> **Task goal**: In full and without alteration, reproduce every record.
START Data shown
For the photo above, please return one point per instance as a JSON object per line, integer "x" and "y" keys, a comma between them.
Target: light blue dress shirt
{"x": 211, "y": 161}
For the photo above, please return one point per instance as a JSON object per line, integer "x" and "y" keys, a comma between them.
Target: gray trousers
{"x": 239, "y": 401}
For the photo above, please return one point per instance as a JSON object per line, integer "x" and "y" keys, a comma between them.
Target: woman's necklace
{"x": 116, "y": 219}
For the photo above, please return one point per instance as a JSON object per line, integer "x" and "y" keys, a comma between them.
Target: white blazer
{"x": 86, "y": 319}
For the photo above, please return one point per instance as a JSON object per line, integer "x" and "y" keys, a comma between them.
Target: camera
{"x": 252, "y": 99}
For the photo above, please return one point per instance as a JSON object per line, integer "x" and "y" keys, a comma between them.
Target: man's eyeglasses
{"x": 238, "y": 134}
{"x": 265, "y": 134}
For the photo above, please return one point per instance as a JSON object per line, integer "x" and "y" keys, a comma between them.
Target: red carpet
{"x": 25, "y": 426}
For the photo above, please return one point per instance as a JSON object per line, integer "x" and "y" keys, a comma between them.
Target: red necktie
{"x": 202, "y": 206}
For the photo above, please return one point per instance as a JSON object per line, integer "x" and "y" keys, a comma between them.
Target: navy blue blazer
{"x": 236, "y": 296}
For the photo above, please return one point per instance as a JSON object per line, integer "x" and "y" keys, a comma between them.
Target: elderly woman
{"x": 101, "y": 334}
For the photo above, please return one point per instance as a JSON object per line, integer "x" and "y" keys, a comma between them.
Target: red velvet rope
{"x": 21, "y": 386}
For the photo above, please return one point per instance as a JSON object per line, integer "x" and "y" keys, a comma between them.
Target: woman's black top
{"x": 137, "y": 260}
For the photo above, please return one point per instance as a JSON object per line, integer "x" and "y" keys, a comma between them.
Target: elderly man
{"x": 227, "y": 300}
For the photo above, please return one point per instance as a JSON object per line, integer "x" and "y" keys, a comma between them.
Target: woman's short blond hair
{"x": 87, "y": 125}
END Data shown
> **Worked solution**:
For the photo above, please return one point per instance as a JSON object per line, integer "x" and "y" keys, a comma between them.
Target: light blue dress shirt
{"x": 211, "y": 161}
For the photo above, please return one point per instance as a JSON object per line, integer "x" and "y" keys, a comma between them.
Target: gray trousers
{"x": 239, "y": 401}
For the photo above, please return one point per instance as a JSON object per line, integer "x" and "y" keys, a comma between them.
Target: woman's necklace
{"x": 116, "y": 219}
For the photo above, please return one point per instance as a JSON object per line, integer "x" and "y" keys, a comma between them.
Target: white blazer
{"x": 86, "y": 319}
For the photo above, please return one point per instance as a JSON object per line, integer "x" and "y" keys, a comma between them.
Target: camera
{"x": 252, "y": 99}
For the photo above, please return one point per instance as a JSON object per line, integer "x" and "y" keys, a comma between them.
Target: man's eyeglasses
{"x": 238, "y": 134}
{"x": 265, "y": 134}
For the photo above, please return one point per instance as a JSON object per line, integer "x" and "y" keys, a comma between them.
Target: red carpet
{"x": 25, "y": 426}
For the photo above, please return one point per instance as a JSON object per line, integer "x" and "y" keys, a comma between them.
Target: red necktie
{"x": 202, "y": 206}
For the photo above, please return one point per instance as a JSON object per line, integer "x" and "y" keys, a comma between them.
Target: navy blue blazer
{"x": 236, "y": 296}
For the photo above, please return one point per instance as a JSON object per line, integer "x" and "y" keys, a comma between them.
Target: elderly woman
{"x": 101, "y": 334}
For the photo above, please return one point per instance as a JSON object per line, integer "x" and "y" keys, a comma between them.
Target: red velvet rope
{"x": 21, "y": 386}
For the photo above, please return one point per instance as a JSON object per line, integer "x" and "y" keys, a comma between them.
Target: woman's black top
{"x": 137, "y": 260}
For the photo above, please return one point per instance as a JSON object per line, integer "x" and "y" keys, a comma between them.
Target: elderly man
{"x": 227, "y": 300}
For the photo above, please return one point per instance as a JSON object per line, integer "x" and "y" keys, a comma between them.
Target: woman's short blond hair
{"x": 87, "y": 125}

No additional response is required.